## WORK REQUIRED:
Pick each line containing "sleeve" out of the records.

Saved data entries
===

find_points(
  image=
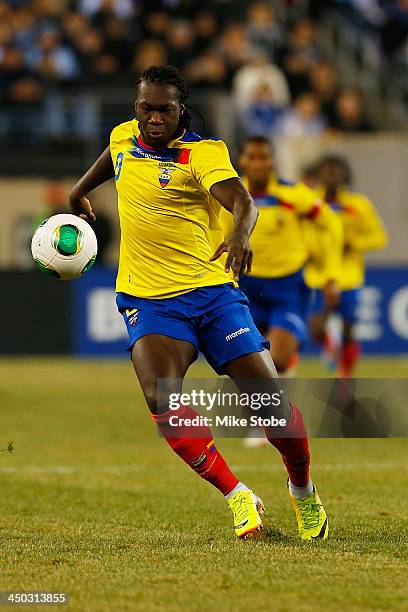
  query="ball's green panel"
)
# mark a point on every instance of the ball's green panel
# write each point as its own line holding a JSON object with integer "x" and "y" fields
{"x": 67, "y": 239}
{"x": 48, "y": 271}
{"x": 89, "y": 264}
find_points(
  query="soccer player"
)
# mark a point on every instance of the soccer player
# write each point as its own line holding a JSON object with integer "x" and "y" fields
{"x": 363, "y": 231}
{"x": 275, "y": 287}
{"x": 176, "y": 284}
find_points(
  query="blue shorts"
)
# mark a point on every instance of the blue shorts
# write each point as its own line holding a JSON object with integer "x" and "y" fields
{"x": 347, "y": 307}
{"x": 215, "y": 320}
{"x": 278, "y": 302}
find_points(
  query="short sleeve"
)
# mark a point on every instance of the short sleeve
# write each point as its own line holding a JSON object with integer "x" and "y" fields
{"x": 210, "y": 163}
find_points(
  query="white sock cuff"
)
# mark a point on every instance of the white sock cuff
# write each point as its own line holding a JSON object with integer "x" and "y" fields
{"x": 239, "y": 487}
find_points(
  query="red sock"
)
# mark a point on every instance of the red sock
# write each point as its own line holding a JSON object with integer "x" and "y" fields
{"x": 350, "y": 352}
{"x": 294, "y": 448}
{"x": 200, "y": 453}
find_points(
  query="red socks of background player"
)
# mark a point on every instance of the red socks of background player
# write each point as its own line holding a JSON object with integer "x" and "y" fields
{"x": 350, "y": 352}
{"x": 200, "y": 453}
{"x": 294, "y": 448}
{"x": 203, "y": 457}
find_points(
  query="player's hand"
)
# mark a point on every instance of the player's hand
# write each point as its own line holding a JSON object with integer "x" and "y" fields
{"x": 331, "y": 294}
{"x": 81, "y": 206}
{"x": 239, "y": 254}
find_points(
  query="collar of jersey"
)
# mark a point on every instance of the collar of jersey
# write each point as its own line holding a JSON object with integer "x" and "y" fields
{"x": 147, "y": 147}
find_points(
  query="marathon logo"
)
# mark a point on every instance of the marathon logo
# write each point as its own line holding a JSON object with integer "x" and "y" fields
{"x": 242, "y": 330}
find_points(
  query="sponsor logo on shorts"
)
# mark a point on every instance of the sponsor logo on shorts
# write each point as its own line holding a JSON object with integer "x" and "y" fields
{"x": 238, "y": 332}
{"x": 132, "y": 316}
{"x": 200, "y": 461}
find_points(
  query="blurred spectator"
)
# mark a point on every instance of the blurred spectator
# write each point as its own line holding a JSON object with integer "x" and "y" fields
{"x": 65, "y": 59}
{"x": 121, "y": 8}
{"x": 304, "y": 119}
{"x": 248, "y": 78}
{"x": 22, "y": 99}
{"x": 310, "y": 175}
{"x": 157, "y": 25}
{"x": 349, "y": 114}
{"x": 262, "y": 115}
{"x": 323, "y": 79}
{"x": 52, "y": 59}
{"x": 235, "y": 48}
{"x": 394, "y": 32}
{"x": 180, "y": 41}
{"x": 207, "y": 71}
{"x": 149, "y": 53}
{"x": 263, "y": 30}
{"x": 301, "y": 55}
{"x": 206, "y": 29}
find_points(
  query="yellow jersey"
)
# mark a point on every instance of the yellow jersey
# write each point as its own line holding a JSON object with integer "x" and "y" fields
{"x": 362, "y": 231}
{"x": 277, "y": 241}
{"x": 169, "y": 221}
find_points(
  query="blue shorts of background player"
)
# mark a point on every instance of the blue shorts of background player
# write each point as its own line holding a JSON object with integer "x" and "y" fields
{"x": 215, "y": 320}
{"x": 278, "y": 302}
{"x": 347, "y": 306}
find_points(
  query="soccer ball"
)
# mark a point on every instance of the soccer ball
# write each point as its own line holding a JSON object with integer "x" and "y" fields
{"x": 64, "y": 246}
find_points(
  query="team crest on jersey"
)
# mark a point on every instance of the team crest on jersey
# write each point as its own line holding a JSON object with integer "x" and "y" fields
{"x": 132, "y": 316}
{"x": 165, "y": 172}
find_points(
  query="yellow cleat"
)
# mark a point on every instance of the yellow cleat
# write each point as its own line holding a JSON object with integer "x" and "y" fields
{"x": 311, "y": 517}
{"x": 247, "y": 509}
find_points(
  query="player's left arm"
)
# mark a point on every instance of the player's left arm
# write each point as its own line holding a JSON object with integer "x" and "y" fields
{"x": 233, "y": 196}
{"x": 100, "y": 172}
{"x": 211, "y": 166}
{"x": 330, "y": 251}
{"x": 314, "y": 210}
{"x": 369, "y": 233}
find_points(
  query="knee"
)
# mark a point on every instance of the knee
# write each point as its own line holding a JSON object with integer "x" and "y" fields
{"x": 282, "y": 362}
{"x": 157, "y": 395}
{"x": 151, "y": 396}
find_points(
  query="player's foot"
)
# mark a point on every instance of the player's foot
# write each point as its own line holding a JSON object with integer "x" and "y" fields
{"x": 256, "y": 438}
{"x": 311, "y": 517}
{"x": 330, "y": 352}
{"x": 247, "y": 509}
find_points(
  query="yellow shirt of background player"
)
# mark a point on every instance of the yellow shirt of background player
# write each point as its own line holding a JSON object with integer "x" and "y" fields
{"x": 277, "y": 240}
{"x": 169, "y": 221}
{"x": 362, "y": 231}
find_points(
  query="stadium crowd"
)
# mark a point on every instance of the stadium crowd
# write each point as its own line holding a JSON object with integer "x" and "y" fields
{"x": 58, "y": 57}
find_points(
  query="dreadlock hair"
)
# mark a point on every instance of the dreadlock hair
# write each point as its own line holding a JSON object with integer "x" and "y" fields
{"x": 339, "y": 161}
{"x": 169, "y": 75}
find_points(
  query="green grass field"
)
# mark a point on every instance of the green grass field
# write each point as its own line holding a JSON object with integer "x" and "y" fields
{"x": 94, "y": 503}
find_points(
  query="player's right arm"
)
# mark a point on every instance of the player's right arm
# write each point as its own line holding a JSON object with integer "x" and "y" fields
{"x": 100, "y": 172}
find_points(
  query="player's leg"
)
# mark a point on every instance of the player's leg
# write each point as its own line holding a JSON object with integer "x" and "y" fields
{"x": 292, "y": 443}
{"x": 243, "y": 356}
{"x": 160, "y": 358}
{"x": 284, "y": 350}
{"x": 318, "y": 323}
{"x": 350, "y": 349}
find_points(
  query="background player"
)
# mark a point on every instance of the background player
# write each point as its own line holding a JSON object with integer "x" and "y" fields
{"x": 275, "y": 287}
{"x": 363, "y": 231}
{"x": 175, "y": 287}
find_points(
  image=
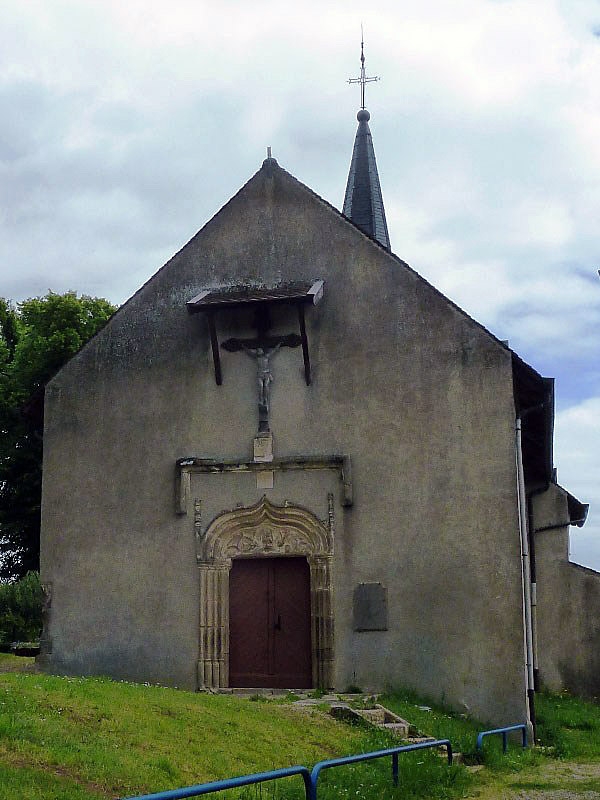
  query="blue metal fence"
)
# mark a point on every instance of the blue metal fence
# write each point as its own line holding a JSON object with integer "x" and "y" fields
{"x": 504, "y": 731}
{"x": 310, "y": 778}
{"x": 392, "y": 751}
{"x": 230, "y": 783}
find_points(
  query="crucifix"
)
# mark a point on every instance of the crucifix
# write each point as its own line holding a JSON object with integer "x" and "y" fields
{"x": 363, "y": 77}
{"x": 262, "y": 348}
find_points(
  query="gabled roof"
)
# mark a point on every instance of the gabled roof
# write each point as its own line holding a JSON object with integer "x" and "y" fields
{"x": 363, "y": 202}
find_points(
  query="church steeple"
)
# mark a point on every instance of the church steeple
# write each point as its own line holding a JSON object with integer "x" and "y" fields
{"x": 363, "y": 202}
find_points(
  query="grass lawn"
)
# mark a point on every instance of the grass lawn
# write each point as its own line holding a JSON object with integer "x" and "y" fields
{"x": 83, "y": 738}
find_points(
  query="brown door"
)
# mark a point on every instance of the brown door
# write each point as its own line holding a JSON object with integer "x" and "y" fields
{"x": 269, "y": 623}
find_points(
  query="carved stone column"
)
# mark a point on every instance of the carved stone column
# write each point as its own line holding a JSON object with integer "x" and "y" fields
{"x": 321, "y": 620}
{"x": 213, "y": 662}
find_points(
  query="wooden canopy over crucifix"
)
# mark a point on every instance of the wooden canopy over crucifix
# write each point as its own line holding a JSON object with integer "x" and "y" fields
{"x": 297, "y": 293}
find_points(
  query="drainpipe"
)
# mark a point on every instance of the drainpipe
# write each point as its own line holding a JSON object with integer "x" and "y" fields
{"x": 526, "y": 575}
{"x": 532, "y": 531}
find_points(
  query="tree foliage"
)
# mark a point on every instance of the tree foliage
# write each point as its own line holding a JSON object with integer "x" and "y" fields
{"x": 21, "y": 610}
{"x": 37, "y": 337}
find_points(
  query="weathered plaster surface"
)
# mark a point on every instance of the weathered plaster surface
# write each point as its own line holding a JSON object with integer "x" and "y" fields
{"x": 568, "y": 604}
{"x": 416, "y": 393}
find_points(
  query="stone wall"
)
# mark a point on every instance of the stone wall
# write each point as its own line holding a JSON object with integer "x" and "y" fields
{"x": 568, "y": 604}
{"x": 413, "y": 391}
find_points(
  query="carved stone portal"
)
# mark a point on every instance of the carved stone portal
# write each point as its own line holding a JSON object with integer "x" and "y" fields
{"x": 262, "y": 530}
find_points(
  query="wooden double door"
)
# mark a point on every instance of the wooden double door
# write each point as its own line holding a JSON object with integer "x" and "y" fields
{"x": 269, "y": 623}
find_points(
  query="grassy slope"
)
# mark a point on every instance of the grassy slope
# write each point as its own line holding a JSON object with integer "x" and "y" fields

===

## WRITTEN SOLUTION:
  query="short sleeve"
# mark a point on every instance of the short sleeve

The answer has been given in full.